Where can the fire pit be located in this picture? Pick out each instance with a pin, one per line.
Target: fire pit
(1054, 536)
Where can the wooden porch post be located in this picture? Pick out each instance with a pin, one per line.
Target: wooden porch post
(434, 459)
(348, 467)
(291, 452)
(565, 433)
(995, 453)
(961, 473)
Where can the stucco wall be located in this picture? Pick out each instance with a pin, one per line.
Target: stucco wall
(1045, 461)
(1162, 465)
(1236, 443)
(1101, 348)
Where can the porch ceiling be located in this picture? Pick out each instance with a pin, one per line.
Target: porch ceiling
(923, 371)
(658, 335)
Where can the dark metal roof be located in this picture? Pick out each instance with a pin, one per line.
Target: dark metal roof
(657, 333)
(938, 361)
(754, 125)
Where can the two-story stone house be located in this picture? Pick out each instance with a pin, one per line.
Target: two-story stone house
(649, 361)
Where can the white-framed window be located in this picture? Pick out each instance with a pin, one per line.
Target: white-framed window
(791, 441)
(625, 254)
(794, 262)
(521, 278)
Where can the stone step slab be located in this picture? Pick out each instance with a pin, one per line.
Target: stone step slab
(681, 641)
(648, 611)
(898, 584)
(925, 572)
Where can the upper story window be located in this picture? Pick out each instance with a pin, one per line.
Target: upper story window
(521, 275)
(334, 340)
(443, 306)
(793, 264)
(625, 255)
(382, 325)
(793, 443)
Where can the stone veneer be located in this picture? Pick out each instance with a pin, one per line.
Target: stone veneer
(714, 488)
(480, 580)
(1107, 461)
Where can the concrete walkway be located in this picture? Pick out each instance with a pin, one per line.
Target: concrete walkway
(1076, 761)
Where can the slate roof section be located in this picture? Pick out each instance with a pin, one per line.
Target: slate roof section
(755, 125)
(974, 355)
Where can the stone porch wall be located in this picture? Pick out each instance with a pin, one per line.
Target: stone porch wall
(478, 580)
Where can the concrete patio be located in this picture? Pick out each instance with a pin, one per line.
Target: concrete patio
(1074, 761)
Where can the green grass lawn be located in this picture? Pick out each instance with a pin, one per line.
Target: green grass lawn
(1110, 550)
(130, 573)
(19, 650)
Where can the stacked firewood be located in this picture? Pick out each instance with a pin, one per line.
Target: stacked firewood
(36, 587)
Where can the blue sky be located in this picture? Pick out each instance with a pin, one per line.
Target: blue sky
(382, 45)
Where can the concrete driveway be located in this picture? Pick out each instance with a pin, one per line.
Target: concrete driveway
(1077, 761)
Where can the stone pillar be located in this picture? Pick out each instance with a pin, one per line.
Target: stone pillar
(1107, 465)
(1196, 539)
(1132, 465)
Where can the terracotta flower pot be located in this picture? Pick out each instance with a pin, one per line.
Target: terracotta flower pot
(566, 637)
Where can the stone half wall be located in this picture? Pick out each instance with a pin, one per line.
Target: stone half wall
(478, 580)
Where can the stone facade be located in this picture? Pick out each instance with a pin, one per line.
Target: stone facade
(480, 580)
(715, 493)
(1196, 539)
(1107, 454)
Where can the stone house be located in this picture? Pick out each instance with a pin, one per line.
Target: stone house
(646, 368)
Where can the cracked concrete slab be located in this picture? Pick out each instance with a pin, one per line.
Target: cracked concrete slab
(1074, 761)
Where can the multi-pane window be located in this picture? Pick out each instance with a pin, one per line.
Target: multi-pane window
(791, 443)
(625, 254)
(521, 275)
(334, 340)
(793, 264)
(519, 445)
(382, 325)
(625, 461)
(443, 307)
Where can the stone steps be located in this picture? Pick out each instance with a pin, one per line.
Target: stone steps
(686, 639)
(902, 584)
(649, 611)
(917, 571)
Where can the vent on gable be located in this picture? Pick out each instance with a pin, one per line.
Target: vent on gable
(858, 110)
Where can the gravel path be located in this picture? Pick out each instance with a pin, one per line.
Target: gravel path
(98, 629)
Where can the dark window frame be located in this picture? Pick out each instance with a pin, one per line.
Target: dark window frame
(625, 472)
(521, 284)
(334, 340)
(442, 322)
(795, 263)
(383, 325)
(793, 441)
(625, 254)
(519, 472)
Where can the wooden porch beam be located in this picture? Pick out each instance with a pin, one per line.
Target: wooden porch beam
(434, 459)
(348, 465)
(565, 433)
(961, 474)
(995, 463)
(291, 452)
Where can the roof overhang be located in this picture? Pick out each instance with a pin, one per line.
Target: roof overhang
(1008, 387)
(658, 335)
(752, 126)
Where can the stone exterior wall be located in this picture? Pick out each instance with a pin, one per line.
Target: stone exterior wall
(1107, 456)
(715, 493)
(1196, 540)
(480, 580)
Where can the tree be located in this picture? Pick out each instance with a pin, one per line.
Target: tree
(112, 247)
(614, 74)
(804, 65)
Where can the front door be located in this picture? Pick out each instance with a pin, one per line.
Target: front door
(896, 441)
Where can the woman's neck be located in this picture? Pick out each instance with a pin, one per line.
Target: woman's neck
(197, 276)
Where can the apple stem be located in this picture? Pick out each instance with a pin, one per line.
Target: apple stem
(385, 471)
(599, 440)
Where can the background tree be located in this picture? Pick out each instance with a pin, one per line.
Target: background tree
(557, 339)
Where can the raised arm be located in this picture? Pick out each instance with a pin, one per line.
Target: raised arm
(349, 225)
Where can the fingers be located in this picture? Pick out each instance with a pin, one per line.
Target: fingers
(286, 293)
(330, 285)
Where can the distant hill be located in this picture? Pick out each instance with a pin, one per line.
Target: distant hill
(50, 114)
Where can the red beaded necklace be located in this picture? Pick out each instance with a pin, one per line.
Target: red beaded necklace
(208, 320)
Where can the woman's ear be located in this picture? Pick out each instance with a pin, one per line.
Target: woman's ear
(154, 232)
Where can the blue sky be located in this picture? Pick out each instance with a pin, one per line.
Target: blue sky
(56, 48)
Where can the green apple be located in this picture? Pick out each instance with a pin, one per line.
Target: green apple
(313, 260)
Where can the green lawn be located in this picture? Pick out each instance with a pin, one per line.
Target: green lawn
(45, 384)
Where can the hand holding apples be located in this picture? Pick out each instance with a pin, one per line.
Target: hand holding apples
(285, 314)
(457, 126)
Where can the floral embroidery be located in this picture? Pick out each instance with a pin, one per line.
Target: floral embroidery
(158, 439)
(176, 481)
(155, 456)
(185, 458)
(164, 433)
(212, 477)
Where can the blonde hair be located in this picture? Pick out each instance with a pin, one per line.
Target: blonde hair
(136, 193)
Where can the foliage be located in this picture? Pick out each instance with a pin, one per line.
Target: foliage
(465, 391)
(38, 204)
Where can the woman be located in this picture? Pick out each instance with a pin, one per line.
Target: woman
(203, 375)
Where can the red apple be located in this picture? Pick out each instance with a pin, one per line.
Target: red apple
══════
Write out each line of the data above again, exactly as given.

Where can the fire pit be located in this picture? Pick out each instance with a pin, one per line.
Target: fire pit
(1054, 536)
Where can the wooden porch post be located in this picture? Pick out each instance with a pin, one per line.
Target: wooden porch post
(434, 459)
(348, 467)
(291, 452)
(565, 433)
(995, 453)
(961, 473)
Where can the stucco wall be located in this picture? Pick out each instance with a pin, one per line.
Target: stucco wall
(1045, 461)
(1162, 465)
(1236, 443)
(1101, 348)
Where can the porch ceiling be located in this picture? Pick out each instance with a pin, one per line.
Target: porch ceiling
(923, 371)
(658, 335)
Where can the dark metal roof be located in this picture? Pick out each instance with a pin, one per line.
Target: dark metal roof
(657, 333)
(938, 361)
(754, 125)
Where can the two-story stone house be located in this picture? Pick out each instance with a pin, one per line.
Target: two-story stone house
(649, 361)
Where can the white-framed window be located in this picture? Pick out each instance with a pin, one per line.
Target: white-framed window
(791, 441)
(625, 254)
(794, 262)
(521, 278)
Where can the stone step slab be located in this picture? Pick out each instance with a pin, one per line.
Target: stone step slab
(681, 641)
(648, 611)
(898, 584)
(925, 572)
Where can the upper story window be located in this picture? Pick out each instance with a pin, one per line.
Target: upper story window
(521, 275)
(334, 340)
(443, 306)
(793, 264)
(625, 255)
(382, 325)
(793, 443)
Where can the stone veneer be located in this picture? Pick out each instance with a pin, one per line.
Target: stone veneer
(714, 488)
(480, 580)
(1107, 461)
Where can the concrete walkway be located in this picture? Pick out each instance with a pin, one per line.
Target: concrete walkway
(1076, 761)
Where can the slate roof section be located in this picture? Pick out each instance with a pin, one per line.
Target: slate roof section
(755, 125)
(974, 355)
Where can the stone porch wall be located in this picture? Pick out each instance with a pin, one per line.
Target: stone porch wall
(478, 580)
Where can the concrete patio be located in this picture? Pick out each instance with a pin, one per line.
Target: concrete patio
(1074, 761)
Where can the green grass lawn be located in this picture? Pick out each instance with a pin, one per line.
Target: green grass lawn
(1110, 550)
(130, 573)
(19, 650)
Where can the stacked firewood be located in this picture? Pick out each instance with a pin, one per line.
Target: stacked firewood
(36, 587)
Where can the blue sky be located in this picture? Pick out each instance with a pin, one per line.
Target: blue sky
(382, 45)
Where can the concrete driveway be located in this picture? Pick out each instance with a pin, one per line.
Target: concrete driveway
(1077, 761)
Where can the stone pillar be located in this picture? Pick out each instance with a pin, one per line.
Target: stone pillar
(1107, 465)
(1196, 539)
(1132, 465)
Where can the terracotta flower pot be located in this picture? Pick out each instance with a pin, one per line.
Target: terracotta flower pot
(566, 637)
Where can the stone half wall be located in this picture? Pick out each instance with a pin, one per line.
Target: stone half wall
(478, 580)
Where can the stone facade be located in this picture? Pick out each instance with a pin, one per line.
Target: stone facade
(480, 580)
(715, 493)
(1196, 539)
(1107, 454)
Where can the stone house be located in this picture? Pick out each instance with a pin, one per line.
Target: stone house
(646, 368)
Where can the cracked concrete slab be located in this picture? Pick out each instance with a pin, one per line.
Target: cracked concrete slab
(1074, 761)
Where can the multi-pane window be located in this picture? Pick out each instance with a pin, one per line.
Target: multi-pane window
(791, 443)
(625, 254)
(521, 275)
(334, 340)
(793, 264)
(519, 445)
(382, 325)
(625, 461)
(443, 307)
Where can the stone steps be located in this picture? Pick out each instance with a pin, one per line.
Target: stone steps
(686, 639)
(902, 584)
(649, 611)
(917, 571)
Where can the vent on gable be located in this picture? Pick out each instance with a pin, one per line.
Target: vent on gable
(858, 110)
Where can the gravel path be located in this picture? Pick out each instance with a pin, one per line.
Target: gravel path
(98, 629)
Where can the dark window frame be located in this picture? Pick out each instance with a pin, one per line.
Target: dark window frame
(625, 472)
(521, 284)
(334, 340)
(442, 322)
(795, 263)
(383, 325)
(793, 441)
(625, 254)
(519, 472)
Where can the wooden porch beam be located in this picture? Pick out each instance with a pin, one per line.
Target: wooden porch beam
(434, 459)
(348, 465)
(565, 433)
(961, 474)
(995, 463)
(291, 452)
Where can the roof overhang be located in this picture? Pick out each instance with a pin, one per line.
Target: roof overhang
(1008, 387)
(658, 335)
(752, 126)
Where can the stone exterior wall be located in this picture? Pick out each instance with a pin, one per line.
Target: stone exterior wall
(1107, 456)
(715, 493)
(1196, 540)
(480, 580)
Where can the tree be located in this picture? Pick out each instance with a pin, one per line.
Target: tree
(112, 247)
(614, 74)
(804, 65)
Where can the front door be located in this picture? Pick out each instance with a pin, one per line.
Target: front door
(896, 441)
Where can the woman's neck be located in this picture? Pick out each instance with a pin, one per line.
Target: woman's neck
(197, 276)
Where can the apple stem be located in this picture? Pick out each instance with a pin, one per line.
Target: apple stem
(385, 471)
(599, 440)
Where can the background tree be located in this picture? Pick out each instance with a pin, one per line.
Target: background tree
(557, 339)
Where can the raised arm be located in this picture? Pick out each instance with a pin, one per line.
Target: raised arm
(349, 225)
Where can the fingers be located in this picture? Pick out each instance with a pin, one per line.
Target: fingers
(286, 293)
(330, 285)
Where can the distant hill be located in this picture? Pick out each instance with a pin, one per line.
Target: distant hill
(50, 114)
Where can the red beaded necklace be located in this picture? Pick out each instance with a pin, one per line.
Target: red beaded necklace
(208, 320)
Where can the woman's ear be located in this picture? Pick out each instance with a pin, one per line.
Target: woman's ear
(154, 232)
Where can the blue sky be located in this picture? Pick out each instance with a pin, one per line.
Target: blue sky
(56, 48)
Where can the green apple be located in this picture? Pick out each instance with a pin, one per line.
Target: green apple
(313, 260)
Where can the green lawn be located in this picture? Pick out each instance with a pin, one per line.
Target: green lawn
(45, 384)
Where can the hand holding apples be located in this picture? Pick out each instance with a pin, one per line.
Target: hand holding apples
(285, 314)
(457, 126)
Where can the floral embroidery be located in this picture? Pick out each instance with a pin, one per line.
Target: floral embroidery
(158, 439)
(176, 481)
(155, 456)
(185, 458)
(164, 433)
(212, 477)
Where can the blonde hair be located in this picture? Pick out each instance with a pin, one per line.
Target: blonde hair
(136, 193)
Where can the foliage be located in this picture? Pick out each instance with a pin, one per line.
Target: foliage
(465, 391)
(38, 204)
Where can the woman be located in this picture? Pick out each instance with a pin, one per line.
Target: woman
(203, 375)
Where can the red apple be located in this picture? Pick out each instance with a pin, one per line.
Target: red apple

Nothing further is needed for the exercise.